### ACTIVITY
Transcribe each record exactly. Include every one.

(Records drawn from a dataset)
+ + + +

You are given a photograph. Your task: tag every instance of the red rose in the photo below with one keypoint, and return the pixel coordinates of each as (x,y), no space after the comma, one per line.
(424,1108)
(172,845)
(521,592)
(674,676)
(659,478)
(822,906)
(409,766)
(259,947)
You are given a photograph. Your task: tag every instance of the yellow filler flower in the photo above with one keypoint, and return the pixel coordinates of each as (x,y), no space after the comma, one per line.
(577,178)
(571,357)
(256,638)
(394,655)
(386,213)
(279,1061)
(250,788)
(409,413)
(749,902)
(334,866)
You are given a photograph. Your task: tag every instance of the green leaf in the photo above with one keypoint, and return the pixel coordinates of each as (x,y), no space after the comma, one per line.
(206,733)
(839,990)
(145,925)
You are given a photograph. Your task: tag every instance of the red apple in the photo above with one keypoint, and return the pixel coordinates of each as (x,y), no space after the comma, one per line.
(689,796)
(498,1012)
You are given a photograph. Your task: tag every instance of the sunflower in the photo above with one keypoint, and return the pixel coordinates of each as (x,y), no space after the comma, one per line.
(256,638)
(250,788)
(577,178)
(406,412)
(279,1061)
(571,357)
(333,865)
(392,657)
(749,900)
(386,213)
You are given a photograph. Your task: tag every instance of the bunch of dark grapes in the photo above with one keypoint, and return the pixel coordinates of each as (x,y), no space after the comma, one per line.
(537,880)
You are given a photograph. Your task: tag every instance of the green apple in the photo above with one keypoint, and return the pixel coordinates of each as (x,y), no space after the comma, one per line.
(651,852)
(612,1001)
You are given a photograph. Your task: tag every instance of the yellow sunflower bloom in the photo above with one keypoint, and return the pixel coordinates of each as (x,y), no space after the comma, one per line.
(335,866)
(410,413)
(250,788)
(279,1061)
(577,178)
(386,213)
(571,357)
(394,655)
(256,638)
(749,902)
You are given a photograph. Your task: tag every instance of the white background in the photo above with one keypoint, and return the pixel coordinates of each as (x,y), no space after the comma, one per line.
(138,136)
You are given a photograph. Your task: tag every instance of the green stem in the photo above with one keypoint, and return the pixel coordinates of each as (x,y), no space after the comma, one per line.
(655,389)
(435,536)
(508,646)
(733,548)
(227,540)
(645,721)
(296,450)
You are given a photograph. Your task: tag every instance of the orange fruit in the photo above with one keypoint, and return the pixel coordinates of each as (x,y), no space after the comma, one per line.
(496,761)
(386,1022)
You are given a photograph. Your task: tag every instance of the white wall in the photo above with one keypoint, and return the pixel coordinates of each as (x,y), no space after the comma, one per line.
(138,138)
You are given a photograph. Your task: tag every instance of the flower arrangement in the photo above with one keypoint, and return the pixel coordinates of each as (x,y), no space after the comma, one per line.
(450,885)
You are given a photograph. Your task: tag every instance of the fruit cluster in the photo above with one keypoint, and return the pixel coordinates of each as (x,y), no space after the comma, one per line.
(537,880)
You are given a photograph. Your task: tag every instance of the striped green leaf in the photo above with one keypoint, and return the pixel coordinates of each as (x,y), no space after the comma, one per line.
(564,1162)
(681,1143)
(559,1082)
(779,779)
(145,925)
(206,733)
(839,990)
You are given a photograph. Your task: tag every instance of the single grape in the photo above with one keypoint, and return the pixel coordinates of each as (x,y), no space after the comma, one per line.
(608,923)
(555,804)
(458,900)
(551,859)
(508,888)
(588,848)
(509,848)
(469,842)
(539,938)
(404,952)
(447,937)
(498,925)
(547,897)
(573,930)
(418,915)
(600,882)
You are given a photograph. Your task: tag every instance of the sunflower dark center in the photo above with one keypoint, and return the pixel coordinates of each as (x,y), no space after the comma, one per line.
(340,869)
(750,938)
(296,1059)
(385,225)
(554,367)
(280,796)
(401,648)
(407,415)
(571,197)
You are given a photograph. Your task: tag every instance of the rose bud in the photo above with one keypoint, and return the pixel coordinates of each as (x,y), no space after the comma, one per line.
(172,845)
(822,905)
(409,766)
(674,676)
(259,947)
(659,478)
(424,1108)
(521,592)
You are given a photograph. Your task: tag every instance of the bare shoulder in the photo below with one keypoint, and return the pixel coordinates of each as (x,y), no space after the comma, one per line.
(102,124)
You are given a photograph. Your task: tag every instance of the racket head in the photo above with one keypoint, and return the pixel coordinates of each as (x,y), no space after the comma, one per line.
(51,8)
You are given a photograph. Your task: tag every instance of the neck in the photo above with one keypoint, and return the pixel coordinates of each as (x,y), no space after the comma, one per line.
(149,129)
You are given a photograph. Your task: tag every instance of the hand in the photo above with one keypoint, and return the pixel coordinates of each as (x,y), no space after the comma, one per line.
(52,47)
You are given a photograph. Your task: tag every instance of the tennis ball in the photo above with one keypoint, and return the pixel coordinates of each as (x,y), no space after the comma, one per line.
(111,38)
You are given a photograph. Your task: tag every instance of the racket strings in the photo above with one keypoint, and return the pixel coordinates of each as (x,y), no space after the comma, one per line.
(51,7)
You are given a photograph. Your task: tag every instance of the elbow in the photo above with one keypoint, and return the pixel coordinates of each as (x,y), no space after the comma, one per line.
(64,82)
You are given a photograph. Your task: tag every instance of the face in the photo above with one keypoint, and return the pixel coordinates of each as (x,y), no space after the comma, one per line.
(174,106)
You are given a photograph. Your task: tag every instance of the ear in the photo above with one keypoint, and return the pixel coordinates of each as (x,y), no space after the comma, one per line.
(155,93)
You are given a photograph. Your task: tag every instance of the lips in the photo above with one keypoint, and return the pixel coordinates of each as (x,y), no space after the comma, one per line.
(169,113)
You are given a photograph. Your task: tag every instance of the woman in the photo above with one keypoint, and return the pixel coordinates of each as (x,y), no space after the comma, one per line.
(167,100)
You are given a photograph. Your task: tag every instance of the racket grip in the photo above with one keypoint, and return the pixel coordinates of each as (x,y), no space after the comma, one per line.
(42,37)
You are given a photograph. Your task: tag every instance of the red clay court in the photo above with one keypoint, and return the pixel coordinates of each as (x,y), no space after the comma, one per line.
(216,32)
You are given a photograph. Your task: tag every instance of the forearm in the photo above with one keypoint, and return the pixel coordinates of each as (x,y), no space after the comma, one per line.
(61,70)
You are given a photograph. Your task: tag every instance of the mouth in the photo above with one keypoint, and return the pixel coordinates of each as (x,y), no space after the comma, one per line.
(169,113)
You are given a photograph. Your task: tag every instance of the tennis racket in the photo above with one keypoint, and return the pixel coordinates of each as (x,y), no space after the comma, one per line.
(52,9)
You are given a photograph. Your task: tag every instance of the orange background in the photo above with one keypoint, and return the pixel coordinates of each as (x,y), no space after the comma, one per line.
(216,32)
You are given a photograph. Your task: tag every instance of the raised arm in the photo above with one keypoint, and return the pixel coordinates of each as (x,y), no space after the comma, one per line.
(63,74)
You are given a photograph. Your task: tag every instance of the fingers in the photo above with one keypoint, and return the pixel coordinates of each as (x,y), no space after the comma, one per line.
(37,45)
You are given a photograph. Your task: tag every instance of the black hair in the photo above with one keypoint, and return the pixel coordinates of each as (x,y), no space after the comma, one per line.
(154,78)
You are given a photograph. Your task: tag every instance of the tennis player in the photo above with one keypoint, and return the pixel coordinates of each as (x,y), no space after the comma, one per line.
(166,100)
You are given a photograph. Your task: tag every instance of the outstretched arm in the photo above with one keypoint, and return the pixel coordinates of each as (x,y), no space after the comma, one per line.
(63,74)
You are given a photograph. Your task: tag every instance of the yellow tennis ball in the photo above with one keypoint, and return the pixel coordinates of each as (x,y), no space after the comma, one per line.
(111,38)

+ + + +

### EXERCISE RESPONSE
You are given a photograph. Your task: tag every instance of the red rose in the photo below with one keypoint, and return the pixel coordinates of each as (x,y), no space after the comma, one per line.
(424,1108)
(172,845)
(521,592)
(674,676)
(659,478)
(822,906)
(409,766)
(259,947)
You are given a photograph. Your task: tag every instance of the yellow filler flower in the photo above with one keypoint, and return the pixel coordinates of each as (x,y), no space after the comma, one per line.
(577,178)
(571,357)
(256,638)
(394,655)
(386,213)
(279,1061)
(250,788)
(409,413)
(749,902)
(334,866)
You are given a photograph. Your task: tag every instance of the green leaf in the photo above with one keypoint, and return the pixel coordinates of each as (x,y), no space after the comma, one per line.
(206,733)
(839,990)
(145,925)
You are given a photograph. Your task: tag every instance of the red apple in the photo above with one keypoint, and return the pixel coordinates of each as (x,y), no space after the comma, one per line.
(689,796)
(498,1012)
You are given a photograph. Your task: tag every instance of the sunflower in the photo above with one keypoint, and return the pixel coordinates of each as (x,y), no space after the comma, one per line.
(256,638)
(250,788)
(577,178)
(406,412)
(279,1061)
(571,357)
(333,865)
(392,657)
(749,900)
(386,213)
You are given a photograph. Your task: tag every instance of the bunch of dark grapes in the photo above with one keypoint, and return the pixel coordinates of each as (x,y), no space after the comma, one per line.
(537,880)
You are given a photograph. Your task: tag every instance of the green apple in the photo above with one keypoint, and return the pixel coordinates of each as (x,y), no space after the comma, one per line.
(651,852)
(612,1001)
You are given a photograph. Your task: tag every instance of the yellow sunflower bloom in the photo above with one keypoint, and return the pixel coordinates of each as (x,y), no space after the comma, one per line.
(335,866)
(410,413)
(250,788)
(279,1061)
(577,178)
(386,213)
(571,357)
(394,655)
(256,638)
(749,902)
You are given a photograph. Your task: tag every instance of the white background in the photo above with one keypoint, and return the pixel coordinates of each as (x,y), no space after the comma, one per line.
(138,136)
You are given a photograph. Your task: tag every instance of the green stem in the photo above with one keypoint, and return the pixel coordinates of each as (x,y), no space after the comma, one per line.
(655,389)
(435,536)
(508,646)
(733,548)
(227,540)
(645,721)
(296,450)
You are given a photograph. Your task: tag every instance of the orange fruit in the photo above with one keypoint, and return the pixel coordinates of each as (x,y), no space after the comma, one per line.
(496,761)
(386,1022)
You are given a photograph. Your task: tag every instance of the white wall in the photo above with one keypoint, and return the pixel coordinates of each as (x,y), no space after the comma, one per line.
(138,138)
You are given a photograph. Your task: tag every instance of the flower arrangement in the photo above with one keypoint, and return the pixel coordinates of each as (x,y), no space after the comma, one per line.
(450,885)
You are given a photograph. Your task: tag every instance of the fruit cluster in the photo above with one keypoint, and return the pixel coordinates of each as (x,y), no space after the comma, one per line.
(537,880)
You are given a photograph. Your task: tag every instance of the striped green leaf in the photo above with one keypoint, and return the pixel coordinates of each as (x,y), no space after the comma, one per line.
(564,1162)
(681,1143)
(559,1082)
(779,779)
(145,925)
(206,733)
(839,990)
You are given a photograph. Your task: tag every instance of the single grape in the photo above with one keypoint, and return the pixel coordinates of each as (x,y), no space after the comma, one per line.
(608,923)
(555,804)
(458,900)
(551,859)
(508,888)
(588,848)
(509,848)
(469,842)
(539,938)
(404,952)
(447,937)
(498,925)
(547,897)
(573,930)
(418,915)
(600,882)
You are given a photograph. Your task: tag every instance of the sunflower dark center in the photo above with one keypoint, and return the pixel coordinates of each as (x,y), no space after the comma, one per line.
(340,869)
(750,938)
(296,1059)
(385,225)
(554,367)
(280,796)
(401,648)
(407,415)
(571,197)
You are given a photograph. Your task: tag every instance of the rose bud in the photo above with one keypoint, and return the pixel coordinates of each as (x,y), no space after the comma, one per line.
(172,845)
(822,905)
(409,766)
(674,676)
(259,947)
(659,478)
(424,1108)
(521,592)
You are given a photograph. Your task: tag every instance of the bare shoulder in the photo below with one keypoint, and return the pixel coordinates of each as (x,y), no space after the comma, one per line.
(102,124)
You are given a photograph. Your task: tag every instance of the racket head in the photo above with one keypoint, and return the pixel coordinates of each as (x,y), no space after the comma, one per line.
(51,8)
You are given a photograph. Your task: tag every instance of the neck in the photo above with one keypoint, and return the pixel coordinates of each as (x,y), no space after the comma, one per line.
(149,129)
You are given a photograph. Your task: tag every instance of the hand in the photo above with one keypoint, and return the pixel coordinates of each as (x,y), no space after the comma, one per line.
(52,47)
You are given a photograph. Your task: tag every instance of the tennis ball in the photo above with one keypoint, and return the pixel coordinates of each as (x,y), no space after the comma, one per line.
(111,38)
You are given a photograph. Your task: tag every instance of the racket strings in the photo above with one keypoint, and return the pixel coordinates of each as (x,y), no space after the comma, one per line.
(51,7)
You are given a photograph. Your task: tag every instance of the elbow in the photo above with one keypoint, and return the pixel coordinates of each as (x,y), no space after the comma, one per line.
(64,82)
You are given a photograph. Your task: tag every instance of the face in the photo above with one keypoint, and return the pixel coordinates of each as (x,y), no space after the comma, one per line.
(174,106)
You are given a photograph. Your task: tag every instance of the ear in the photo above with one keypoint, and return the pixel coordinates of each as (x,y), no space after the comma, one per line.
(155,93)
You are given a photograph. Your task: tag every instance of the lips in the photo above with one keypoint, and return the pixel coordinates of each as (x,y), no space after the comma, one per line.
(169,113)
You are given a photograph. Your task: tag every instance of the woman in the photo above with one keypoint, and return the pixel coordinates of each as (x,y), no space after the comma, one per line.
(167,100)
You are given a photograph. Your task: tag every instance of the racket grip in the photo above with one keypoint, and return the pixel coordinates of each as (x,y), no space after the comma, one per line.
(42,37)
You are given a photograph. Your task: tag every instance of the red clay court in the photo above with one keypoint, and return the pixel coordinates of each as (x,y), no space after the comma, one per line.
(216,32)
You are given a photograph. Your task: tag every instance of the forearm in the photo above with one keypoint, and return the pixel coordinates of each as (x,y), no space after the comma, one per line.
(61,70)
You are given a photograph. Your task: tag every instance of the mouth in the photo above with one keypoint, and return the pixel coordinates of each as (x,y), no space after the comma, one per line.
(169,113)
You are given a photograph. Your task: tag every instance of the tennis racket in the photo above with one keypoint, and return the pixel coordinates of each as (x,y), no space after the comma, one per line.
(52,9)
You are given a photograph. Your task: tag every instance of the orange background in the photo above with one keypoint, and return the pixel coordinates of each as (x,y), no space after the comma, one per line.
(216,32)
You are given a photograph. Your task: tag every instance of the raised arm in the photo above with one keypoint, and return the pixel coordinates of each as (x,y), no space after the comma, one per line.
(63,74)
You are given a photograph. Your task: tag every instance of the fingers in the photo above with one keypoint, and return the pixel coordinates of each as (x,y), no space after the comma, one per line.
(37,45)
You are given a photograph. Your task: tag every instance of the black hair in the photo above with one keypoint, and return the pixel coordinates of each as (x,y), no space after the comma, one per line.
(154,78)
You are given a photograph. Your task: tag every instance of the tennis player in the photo above with one keypoint, and return the pixel coordinates of each as (x,y), no space after the comma, one per line.
(166,100)
You are given a photograph. Your task: tag every instance of the outstretched arm in the photo above with one keypoint, and return the pixel coordinates of each as (x,y), no space after the comma, one per line.
(63,74)
You are given a photograph. Your task: tag every instance of the yellow tennis ball in the photo above with one keypoint, and return the pixel coordinates of each as (x,y), no space after the comma, one per line.
(111,38)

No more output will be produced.